* _WORK INSTRUCTIONS_:
Pick out every line in the rows below that contains the word "wall", and copy each one.

* _RECORDS TO PROCESS_:
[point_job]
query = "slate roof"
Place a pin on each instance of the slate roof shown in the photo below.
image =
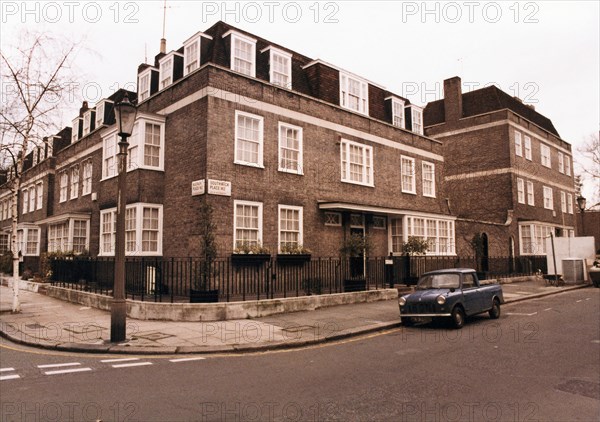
(486, 100)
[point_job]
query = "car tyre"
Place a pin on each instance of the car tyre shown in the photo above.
(495, 311)
(408, 322)
(458, 317)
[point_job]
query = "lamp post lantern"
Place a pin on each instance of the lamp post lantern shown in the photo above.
(581, 202)
(125, 113)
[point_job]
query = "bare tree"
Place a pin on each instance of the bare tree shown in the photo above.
(35, 76)
(589, 166)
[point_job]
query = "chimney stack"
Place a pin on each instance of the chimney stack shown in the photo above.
(452, 99)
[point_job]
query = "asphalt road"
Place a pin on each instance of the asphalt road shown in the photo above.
(539, 362)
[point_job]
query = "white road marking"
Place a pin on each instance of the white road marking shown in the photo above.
(58, 365)
(185, 359)
(118, 360)
(67, 371)
(127, 365)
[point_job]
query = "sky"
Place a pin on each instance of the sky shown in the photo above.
(544, 52)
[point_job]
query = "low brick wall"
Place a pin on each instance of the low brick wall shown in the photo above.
(220, 311)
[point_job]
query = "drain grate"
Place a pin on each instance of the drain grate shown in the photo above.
(581, 388)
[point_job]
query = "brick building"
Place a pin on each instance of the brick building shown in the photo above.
(508, 174)
(287, 150)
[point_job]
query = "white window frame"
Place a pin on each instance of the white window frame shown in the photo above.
(424, 168)
(189, 61)
(300, 232)
(530, 194)
(235, 37)
(548, 198)
(75, 129)
(570, 203)
(398, 113)
(518, 144)
(25, 204)
(520, 190)
(281, 127)
(527, 148)
(139, 229)
(74, 181)
(63, 186)
(363, 97)
(274, 53)
(545, 157)
(561, 162)
(166, 65)
(86, 181)
(259, 141)
(144, 91)
(367, 171)
(333, 219)
(259, 229)
(408, 169)
(87, 123)
(23, 240)
(414, 112)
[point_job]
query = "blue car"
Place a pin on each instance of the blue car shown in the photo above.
(453, 293)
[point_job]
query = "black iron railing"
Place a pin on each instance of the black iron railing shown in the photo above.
(263, 277)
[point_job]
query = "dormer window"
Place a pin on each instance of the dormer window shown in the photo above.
(144, 84)
(166, 71)
(191, 56)
(280, 67)
(414, 118)
(75, 131)
(417, 120)
(354, 93)
(87, 123)
(243, 53)
(398, 112)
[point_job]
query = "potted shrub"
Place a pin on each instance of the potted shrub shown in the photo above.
(291, 253)
(250, 253)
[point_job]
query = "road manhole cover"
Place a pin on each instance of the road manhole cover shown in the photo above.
(581, 387)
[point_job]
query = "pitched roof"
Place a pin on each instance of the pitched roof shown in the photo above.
(486, 100)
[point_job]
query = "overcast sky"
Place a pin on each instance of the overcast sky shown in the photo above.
(545, 52)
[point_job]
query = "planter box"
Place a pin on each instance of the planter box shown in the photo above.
(293, 259)
(355, 285)
(204, 296)
(249, 259)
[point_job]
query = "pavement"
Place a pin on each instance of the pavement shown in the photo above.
(51, 323)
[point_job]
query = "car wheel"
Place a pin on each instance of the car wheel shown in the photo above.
(458, 317)
(408, 322)
(495, 311)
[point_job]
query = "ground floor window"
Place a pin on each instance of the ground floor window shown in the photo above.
(69, 236)
(143, 230)
(438, 233)
(28, 241)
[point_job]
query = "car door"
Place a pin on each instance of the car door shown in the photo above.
(471, 295)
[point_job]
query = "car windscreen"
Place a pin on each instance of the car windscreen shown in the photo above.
(439, 281)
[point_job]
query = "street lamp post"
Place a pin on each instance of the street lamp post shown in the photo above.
(581, 205)
(125, 117)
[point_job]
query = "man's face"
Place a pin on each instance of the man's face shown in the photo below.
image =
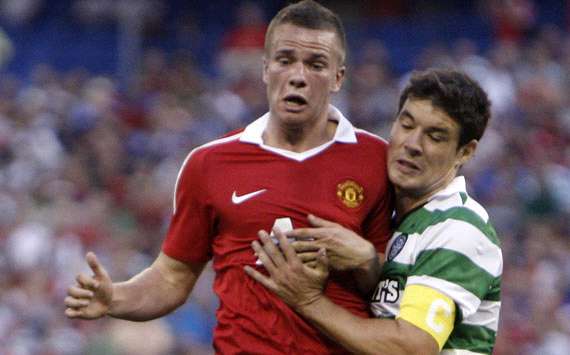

* _RESPONSE_:
query = "low brick wall"
Place a pin on each instance of the low brick wall shown in the photo above.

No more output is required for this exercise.